In the paper on the 1948 Nakba, what share of the country's Arabs were uprooted as refugees?

## TEXT PASSAGE
"""

By Michael R. Fischbach, Ph.D.
Professor of History, Randolph-Macon College
Paper for the International Symposium “The Transformation of Palestine: Palestine and the Palestinians 60 Years after the ‘Nakba’”, Berlin, March 8 and 9, 2010
The Impact of the 1948 Disaster:
The Ways that the Nakba has Influenced Palestinian History
The first Arab-Israeli war of 1948 has been the seminal event in the modern history of the Palestinians. The impacts of the 1948 defeat – the Nakba (Arabic: Disaster) – for Palestinians have been profound, for they have shaped the contours of Palestine and Palestinian history in myriad ways. Without understanding the impact of 1948, no serious analysis of present-day Palestinian life will be complete. Materially, the 1948 Nakba shattered Palestinian socio-economic structures: the Arab economy in Palestine was virtually destroyed, and hundreds of villages were emptied of their inhabitants as over one-half of the country’s Arabs were uprooted as refugees. After Israel refused to allow the refugees to return, they were forced to reconstitute their lives in exile as best they could while a complete spatial transformation of Palestine’s geography took place that destroyed their villages and all but wiped out the Arab character of the land itself. Politically, the war not only left them without a state as envisioned by United Nations General Assembly Resolution 181 of November 1947, but also produced a revolution in terms of political leadership, the echoes of which continue to be felt today in Palestinian politics. Moreover, the outlines of Palestinian cultural and intellectual life continue to be shaped by the legacy of 1948, and in turn affect Palestinian politics and society profoundly. Those who wish to follow and comprehend Palestinian history today must understand the various structural ways that the 1948 Nakba affected, and continues to affect, that history.

"""

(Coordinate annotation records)
"""

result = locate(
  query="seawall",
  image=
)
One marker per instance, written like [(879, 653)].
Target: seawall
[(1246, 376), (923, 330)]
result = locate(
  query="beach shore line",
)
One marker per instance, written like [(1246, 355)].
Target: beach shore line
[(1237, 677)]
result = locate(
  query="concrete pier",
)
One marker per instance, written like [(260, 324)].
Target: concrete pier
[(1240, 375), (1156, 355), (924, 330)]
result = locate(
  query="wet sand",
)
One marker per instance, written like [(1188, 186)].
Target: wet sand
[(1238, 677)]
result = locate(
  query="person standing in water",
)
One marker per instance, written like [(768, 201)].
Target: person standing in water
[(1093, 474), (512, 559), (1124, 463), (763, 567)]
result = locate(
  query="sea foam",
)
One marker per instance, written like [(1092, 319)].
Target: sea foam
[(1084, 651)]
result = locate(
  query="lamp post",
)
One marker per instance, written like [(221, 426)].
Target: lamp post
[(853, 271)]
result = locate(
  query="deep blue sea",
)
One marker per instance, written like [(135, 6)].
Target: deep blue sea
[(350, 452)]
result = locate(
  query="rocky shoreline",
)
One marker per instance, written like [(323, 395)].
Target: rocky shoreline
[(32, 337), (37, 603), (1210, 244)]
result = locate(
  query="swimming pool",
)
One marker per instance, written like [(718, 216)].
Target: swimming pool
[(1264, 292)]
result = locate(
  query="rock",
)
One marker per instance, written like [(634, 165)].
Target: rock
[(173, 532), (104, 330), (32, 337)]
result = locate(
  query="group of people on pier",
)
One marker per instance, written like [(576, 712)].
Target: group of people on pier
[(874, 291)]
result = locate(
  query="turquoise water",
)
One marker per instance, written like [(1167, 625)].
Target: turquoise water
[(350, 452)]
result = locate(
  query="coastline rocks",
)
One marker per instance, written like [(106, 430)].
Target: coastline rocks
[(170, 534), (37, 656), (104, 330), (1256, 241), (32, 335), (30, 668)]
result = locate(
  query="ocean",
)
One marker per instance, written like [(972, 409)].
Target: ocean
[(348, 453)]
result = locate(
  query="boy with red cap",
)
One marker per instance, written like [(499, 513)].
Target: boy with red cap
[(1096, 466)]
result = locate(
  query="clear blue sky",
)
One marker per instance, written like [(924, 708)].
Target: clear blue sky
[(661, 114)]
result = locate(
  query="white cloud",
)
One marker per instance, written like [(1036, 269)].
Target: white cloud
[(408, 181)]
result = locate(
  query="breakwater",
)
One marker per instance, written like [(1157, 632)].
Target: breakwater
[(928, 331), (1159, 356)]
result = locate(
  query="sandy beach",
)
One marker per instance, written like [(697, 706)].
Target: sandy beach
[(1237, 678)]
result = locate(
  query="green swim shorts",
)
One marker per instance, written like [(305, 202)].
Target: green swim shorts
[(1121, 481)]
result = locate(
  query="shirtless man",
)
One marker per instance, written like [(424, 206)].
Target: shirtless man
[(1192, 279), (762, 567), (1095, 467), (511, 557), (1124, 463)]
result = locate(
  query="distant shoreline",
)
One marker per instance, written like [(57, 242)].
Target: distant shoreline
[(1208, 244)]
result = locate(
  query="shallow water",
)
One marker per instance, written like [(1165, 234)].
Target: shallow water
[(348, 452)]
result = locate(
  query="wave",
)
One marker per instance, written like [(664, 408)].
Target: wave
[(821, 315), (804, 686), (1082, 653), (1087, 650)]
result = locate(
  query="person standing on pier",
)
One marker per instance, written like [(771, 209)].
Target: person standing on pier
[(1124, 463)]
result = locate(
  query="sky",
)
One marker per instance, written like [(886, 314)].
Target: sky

"""

## FINAL RESULT
Over one-half of the country's Arabs.